• **WHAT IS BEING ASKED**
Give an exact copy of every entry.
EXERCISE DATA START
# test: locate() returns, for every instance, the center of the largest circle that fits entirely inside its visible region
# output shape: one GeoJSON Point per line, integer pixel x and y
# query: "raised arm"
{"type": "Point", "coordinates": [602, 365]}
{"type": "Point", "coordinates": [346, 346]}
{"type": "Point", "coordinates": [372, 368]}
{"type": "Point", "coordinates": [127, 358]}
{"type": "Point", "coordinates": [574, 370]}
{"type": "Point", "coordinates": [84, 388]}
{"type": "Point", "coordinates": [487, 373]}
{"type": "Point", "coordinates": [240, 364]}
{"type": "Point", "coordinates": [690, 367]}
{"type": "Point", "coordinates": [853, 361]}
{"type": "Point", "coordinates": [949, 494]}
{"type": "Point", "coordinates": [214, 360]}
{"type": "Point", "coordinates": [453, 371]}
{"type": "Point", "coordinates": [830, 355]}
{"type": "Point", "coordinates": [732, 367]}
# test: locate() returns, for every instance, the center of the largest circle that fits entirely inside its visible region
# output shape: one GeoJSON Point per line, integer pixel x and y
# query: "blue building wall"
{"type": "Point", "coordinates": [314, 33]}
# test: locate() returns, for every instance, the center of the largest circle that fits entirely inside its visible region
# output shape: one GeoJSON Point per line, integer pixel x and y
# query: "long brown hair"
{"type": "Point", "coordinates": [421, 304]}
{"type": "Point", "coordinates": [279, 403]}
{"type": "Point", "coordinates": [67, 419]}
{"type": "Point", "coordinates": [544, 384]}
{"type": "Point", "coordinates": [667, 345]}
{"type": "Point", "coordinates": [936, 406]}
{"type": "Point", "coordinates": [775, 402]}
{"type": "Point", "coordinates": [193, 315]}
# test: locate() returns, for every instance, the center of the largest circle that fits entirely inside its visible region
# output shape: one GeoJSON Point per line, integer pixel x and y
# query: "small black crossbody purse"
EXERCISE DATA END
• **ANSWER TO THE EXERCISE**
# test: locate() returns, for every instance, the center of the largest circle that fits entirely inside its visible region
# output shape: one GeoJSON Point per line, integer pixel x and y
# query: "raised arm"
{"type": "Point", "coordinates": [602, 365]}
{"type": "Point", "coordinates": [346, 346]}
{"type": "Point", "coordinates": [372, 368]}
{"type": "Point", "coordinates": [127, 358]}
{"type": "Point", "coordinates": [574, 370]}
{"type": "Point", "coordinates": [84, 388]}
{"type": "Point", "coordinates": [487, 373]}
{"type": "Point", "coordinates": [240, 364]}
{"type": "Point", "coordinates": [690, 367]}
{"type": "Point", "coordinates": [853, 361]}
{"type": "Point", "coordinates": [949, 494]}
{"type": "Point", "coordinates": [214, 360]}
{"type": "Point", "coordinates": [453, 371]}
{"type": "Point", "coordinates": [830, 355]}
{"type": "Point", "coordinates": [732, 367]}
# test: locate() returns, for every instance, the center of the largest circle that fits entirely inside its visible region
# output shape: one GeoJSON Point per line, integer pixel x and y
# query: "blue building wall"
{"type": "Point", "coordinates": [314, 33]}
# test: locate() returns, for every instance, the center of the largest circle that fits entirely inside its visible region
# output shape: one GeoJSON Point per line, integer pixel x and y
# query: "long brown hair"
{"type": "Point", "coordinates": [421, 304]}
{"type": "Point", "coordinates": [279, 403]}
{"type": "Point", "coordinates": [67, 419]}
{"type": "Point", "coordinates": [544, 384]}
{"type": "Point", "coordinates": [667, 345]}
{"type": "Point", "coordinates": [936, 406]}
{"type": "Point", "coordinates": [775, 402]}
{"type": "Point", "coordinates": [193, 315]}
# test: locate() returns, for every instance, the center of the largest circle that fits entirely inside its visible region
# output shape: one GeoJSON Point per line, integer pixel x and y
# query: "small black crossbody purse"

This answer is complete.